In the data that follows, how many lines contain the word "grinder"? Give only that number.

══ Source data ══

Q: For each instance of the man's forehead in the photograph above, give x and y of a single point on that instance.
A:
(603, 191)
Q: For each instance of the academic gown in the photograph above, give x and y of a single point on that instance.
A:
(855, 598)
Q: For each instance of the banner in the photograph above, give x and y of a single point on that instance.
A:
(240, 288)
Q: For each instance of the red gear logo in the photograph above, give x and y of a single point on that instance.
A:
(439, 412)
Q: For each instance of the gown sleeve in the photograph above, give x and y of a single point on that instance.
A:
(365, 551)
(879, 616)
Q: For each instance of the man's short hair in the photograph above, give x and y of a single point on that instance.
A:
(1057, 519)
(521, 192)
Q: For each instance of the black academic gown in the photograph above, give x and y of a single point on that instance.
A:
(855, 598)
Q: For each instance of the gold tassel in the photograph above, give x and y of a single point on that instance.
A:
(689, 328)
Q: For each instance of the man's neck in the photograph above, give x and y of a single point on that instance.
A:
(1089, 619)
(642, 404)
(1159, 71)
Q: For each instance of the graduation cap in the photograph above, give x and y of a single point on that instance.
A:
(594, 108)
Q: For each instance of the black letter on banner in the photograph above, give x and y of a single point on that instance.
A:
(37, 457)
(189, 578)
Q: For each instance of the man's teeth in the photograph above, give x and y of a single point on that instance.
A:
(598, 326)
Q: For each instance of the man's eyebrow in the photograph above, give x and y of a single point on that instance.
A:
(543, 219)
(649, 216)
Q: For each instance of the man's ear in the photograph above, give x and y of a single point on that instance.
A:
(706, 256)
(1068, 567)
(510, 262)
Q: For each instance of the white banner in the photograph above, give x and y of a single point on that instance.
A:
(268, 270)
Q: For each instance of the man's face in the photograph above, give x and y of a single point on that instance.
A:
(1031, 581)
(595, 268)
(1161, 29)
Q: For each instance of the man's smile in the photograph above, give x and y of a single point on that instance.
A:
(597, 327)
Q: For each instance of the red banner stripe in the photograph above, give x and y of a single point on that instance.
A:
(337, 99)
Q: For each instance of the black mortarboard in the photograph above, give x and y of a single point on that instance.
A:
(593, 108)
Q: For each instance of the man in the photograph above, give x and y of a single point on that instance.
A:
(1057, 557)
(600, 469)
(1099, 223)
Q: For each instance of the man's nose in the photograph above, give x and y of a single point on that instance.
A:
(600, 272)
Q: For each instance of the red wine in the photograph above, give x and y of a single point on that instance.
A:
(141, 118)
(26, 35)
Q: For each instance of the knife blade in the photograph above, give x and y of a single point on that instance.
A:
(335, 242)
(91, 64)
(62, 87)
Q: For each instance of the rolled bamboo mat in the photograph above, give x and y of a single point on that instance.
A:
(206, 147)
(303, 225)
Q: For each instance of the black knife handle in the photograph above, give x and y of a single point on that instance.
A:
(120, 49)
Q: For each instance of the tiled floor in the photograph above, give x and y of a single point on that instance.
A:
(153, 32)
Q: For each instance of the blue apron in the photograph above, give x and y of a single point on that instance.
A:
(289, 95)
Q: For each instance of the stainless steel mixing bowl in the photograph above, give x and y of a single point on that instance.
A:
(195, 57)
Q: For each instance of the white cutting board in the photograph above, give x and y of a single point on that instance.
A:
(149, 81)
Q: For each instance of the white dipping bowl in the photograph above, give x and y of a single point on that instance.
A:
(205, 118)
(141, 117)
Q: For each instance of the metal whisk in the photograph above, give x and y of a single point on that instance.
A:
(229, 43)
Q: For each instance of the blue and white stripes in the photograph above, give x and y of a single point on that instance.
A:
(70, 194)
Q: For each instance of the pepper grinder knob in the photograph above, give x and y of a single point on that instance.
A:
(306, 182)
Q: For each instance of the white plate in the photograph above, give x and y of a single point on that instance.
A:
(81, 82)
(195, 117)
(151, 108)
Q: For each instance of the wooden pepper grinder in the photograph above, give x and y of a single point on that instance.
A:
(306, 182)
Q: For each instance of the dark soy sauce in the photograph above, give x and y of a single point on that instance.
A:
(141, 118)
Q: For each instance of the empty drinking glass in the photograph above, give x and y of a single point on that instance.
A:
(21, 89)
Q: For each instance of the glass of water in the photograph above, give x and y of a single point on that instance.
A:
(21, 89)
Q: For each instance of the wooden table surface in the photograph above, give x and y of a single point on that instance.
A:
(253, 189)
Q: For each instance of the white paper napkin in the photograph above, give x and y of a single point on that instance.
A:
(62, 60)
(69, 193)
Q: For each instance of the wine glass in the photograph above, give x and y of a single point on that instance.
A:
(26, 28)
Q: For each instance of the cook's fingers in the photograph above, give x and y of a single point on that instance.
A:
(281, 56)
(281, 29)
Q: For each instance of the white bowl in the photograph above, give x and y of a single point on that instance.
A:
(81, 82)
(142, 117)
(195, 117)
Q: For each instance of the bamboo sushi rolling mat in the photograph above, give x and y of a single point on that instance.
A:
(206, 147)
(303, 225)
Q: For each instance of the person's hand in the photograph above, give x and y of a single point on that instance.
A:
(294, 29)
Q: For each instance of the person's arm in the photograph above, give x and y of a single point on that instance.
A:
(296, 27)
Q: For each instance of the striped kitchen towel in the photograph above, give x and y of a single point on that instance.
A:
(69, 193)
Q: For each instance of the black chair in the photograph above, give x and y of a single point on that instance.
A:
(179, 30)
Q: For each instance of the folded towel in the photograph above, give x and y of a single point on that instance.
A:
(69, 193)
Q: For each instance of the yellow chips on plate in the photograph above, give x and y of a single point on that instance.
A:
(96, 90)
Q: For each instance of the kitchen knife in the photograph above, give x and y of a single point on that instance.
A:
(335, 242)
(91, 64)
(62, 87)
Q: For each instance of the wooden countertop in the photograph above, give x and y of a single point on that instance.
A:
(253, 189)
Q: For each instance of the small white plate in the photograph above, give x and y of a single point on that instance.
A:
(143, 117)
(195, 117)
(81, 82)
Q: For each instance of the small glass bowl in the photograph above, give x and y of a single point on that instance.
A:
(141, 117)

═══
══ Source data ══

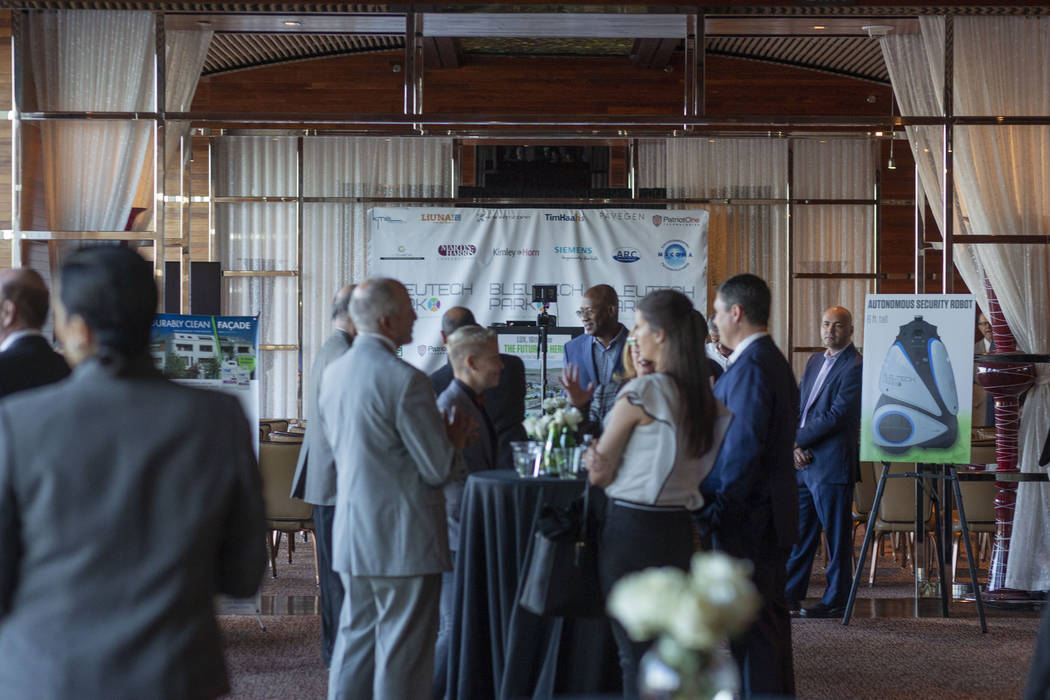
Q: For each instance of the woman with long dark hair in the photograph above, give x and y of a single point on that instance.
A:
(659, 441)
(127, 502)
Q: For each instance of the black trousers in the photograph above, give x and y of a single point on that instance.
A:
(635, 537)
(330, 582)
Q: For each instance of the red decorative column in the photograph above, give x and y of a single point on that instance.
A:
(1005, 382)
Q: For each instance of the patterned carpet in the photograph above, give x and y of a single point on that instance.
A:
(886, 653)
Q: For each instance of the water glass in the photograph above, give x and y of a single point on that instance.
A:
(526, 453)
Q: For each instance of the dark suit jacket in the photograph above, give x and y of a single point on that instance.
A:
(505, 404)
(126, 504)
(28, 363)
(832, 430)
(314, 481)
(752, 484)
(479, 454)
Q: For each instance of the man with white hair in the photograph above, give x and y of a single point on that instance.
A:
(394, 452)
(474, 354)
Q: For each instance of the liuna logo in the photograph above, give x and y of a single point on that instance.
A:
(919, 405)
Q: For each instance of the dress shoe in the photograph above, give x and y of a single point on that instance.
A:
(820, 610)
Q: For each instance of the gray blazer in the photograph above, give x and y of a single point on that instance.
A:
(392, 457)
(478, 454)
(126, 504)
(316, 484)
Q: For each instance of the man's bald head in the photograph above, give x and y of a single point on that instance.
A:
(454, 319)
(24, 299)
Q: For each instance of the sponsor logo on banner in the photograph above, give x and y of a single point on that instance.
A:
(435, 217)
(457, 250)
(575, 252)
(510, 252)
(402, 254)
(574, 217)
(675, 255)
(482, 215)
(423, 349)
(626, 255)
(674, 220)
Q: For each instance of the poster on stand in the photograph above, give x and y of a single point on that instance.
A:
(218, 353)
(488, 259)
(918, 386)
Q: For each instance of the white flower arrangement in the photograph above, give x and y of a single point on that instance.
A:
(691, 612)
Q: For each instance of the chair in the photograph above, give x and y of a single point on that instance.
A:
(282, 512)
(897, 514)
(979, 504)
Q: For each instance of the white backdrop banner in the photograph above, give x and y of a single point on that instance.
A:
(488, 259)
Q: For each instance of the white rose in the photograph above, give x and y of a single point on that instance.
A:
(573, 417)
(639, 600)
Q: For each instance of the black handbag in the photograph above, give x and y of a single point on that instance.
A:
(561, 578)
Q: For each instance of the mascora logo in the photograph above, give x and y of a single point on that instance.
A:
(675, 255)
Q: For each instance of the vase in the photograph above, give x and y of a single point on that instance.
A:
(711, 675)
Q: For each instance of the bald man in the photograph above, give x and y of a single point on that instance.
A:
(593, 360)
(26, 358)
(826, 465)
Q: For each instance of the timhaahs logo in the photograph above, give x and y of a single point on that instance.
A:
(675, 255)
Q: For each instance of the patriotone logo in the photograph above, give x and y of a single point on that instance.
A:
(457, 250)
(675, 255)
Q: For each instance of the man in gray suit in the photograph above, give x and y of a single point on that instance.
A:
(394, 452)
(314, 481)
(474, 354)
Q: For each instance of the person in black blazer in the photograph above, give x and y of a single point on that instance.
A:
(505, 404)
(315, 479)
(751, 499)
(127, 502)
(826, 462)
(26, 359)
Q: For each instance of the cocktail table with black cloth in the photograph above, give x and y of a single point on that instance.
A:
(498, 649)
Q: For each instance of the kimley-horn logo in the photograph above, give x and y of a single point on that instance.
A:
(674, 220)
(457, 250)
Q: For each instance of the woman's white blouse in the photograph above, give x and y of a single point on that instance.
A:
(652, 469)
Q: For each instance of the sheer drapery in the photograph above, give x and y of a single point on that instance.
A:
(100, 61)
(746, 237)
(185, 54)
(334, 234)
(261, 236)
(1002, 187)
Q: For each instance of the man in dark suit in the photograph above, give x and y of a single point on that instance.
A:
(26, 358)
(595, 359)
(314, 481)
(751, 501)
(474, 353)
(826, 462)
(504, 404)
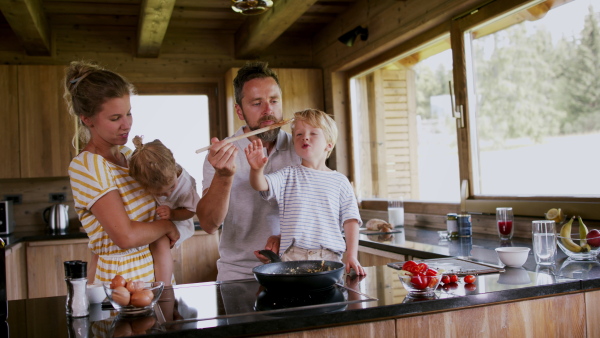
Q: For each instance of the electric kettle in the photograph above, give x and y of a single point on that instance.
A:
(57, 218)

═══

**Exercise output:** 2